__What you have to do__: Copy the primer thread word for word from "I was just thinking" to "check them out.".

>> begin Given text

# MUFE HD Primer



## DominicanBarbie (Dec 22, 2008)

So Im super curious about the Make up Forever HD primers. They have two that are made for us W.O.C  

The Number 4- Carmel(combats ashiness in medium to dark skin tones/warms golden tones..... 

The Number 6-Yellow(lightens dark complexions)

Now my face is pretty much blemish free and I only use foundation to even out my skin tone. I am like a shade if not two shade lighter on the inside of my face and like my forehead is darker. Do you think these are pigmented enough to use kinda like a foundation. To even out my skintone?  I know it's supposed to be used under foundation as a corrector but I was wondering if anyone had success using it on it's own. 
TIA


----------



## TISH1124 (Dec 22, 2008)

#4 worked fine for me.....

The Yellow....was awful on my skin...probably because I am a NC already it made me SUPER yellow...I looked like a Glow Worm

edit: I could not use either on it's on


----------



## Twinkle_Twinkle (Dec 22, 2008)

Why not just try a Tinted Moisturizer as opposed to a primer with tint.  I don't see the latter working out so well...

 Quote:

   Originally Posted by *DominicanBarbie* 

 
_So Im super curious about the Make up Forever HD primers. They have two that are made for us W.O.C  

The Number 4- Carmel(combats ashiness in medium to dark skin tones/warms golden tones..... 

The Number 6-Yellow(lightens dark complexions)

Now my face is pretty much blemish free and I only use foundation to even out my skin tone. I am like a shade if not two shade lighter on the inside of my face and like my forehead is darker. Do you think these are pigmented enough to use kinda like a foundation. To even out my skintone?  I know it's supposed to be used under foundation as a corrector but I was wondering if anyone had success using it on it's own. 
TIA
	

	
	
		
		

		
		
	


	


_


----------



## DominicanBarbie (Dec 22, 2008)

Quote:

   Originally Posted by *Twinkle_Twinkle* 

 
_Why not just try a Tinted Moisturizer as opposed to a primer with tint.  I don't see the latter working out so well..._

 
I have one. I have the Laura Mercier TM. 
	

	
	
		
		

		
		
	


	




  I also have the smashbox one but that one leaves me like a super oily. 
I was just thinking of the primers because they are "corrective" primersand in my head it sounded like a good idea. lol 
Maybe I'll just go to sephora (3 hours away) and check them out.

>> end Given text
>> begin Supplied data

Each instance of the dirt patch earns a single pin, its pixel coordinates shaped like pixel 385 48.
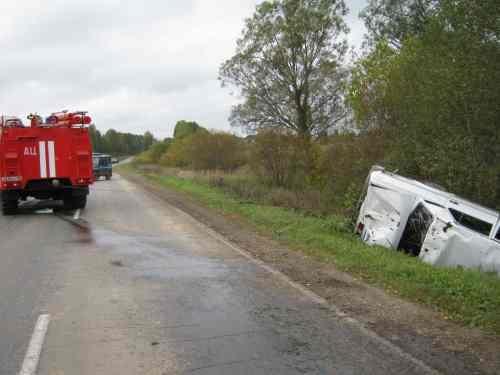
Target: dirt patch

>> end Supplied data

__Task response__:
I was just thinking of the primers because they are "corrective" primersand in my head it sounded like a good idea. lol 
Maybe I'll just go to sephora (3 hours away) and check them out.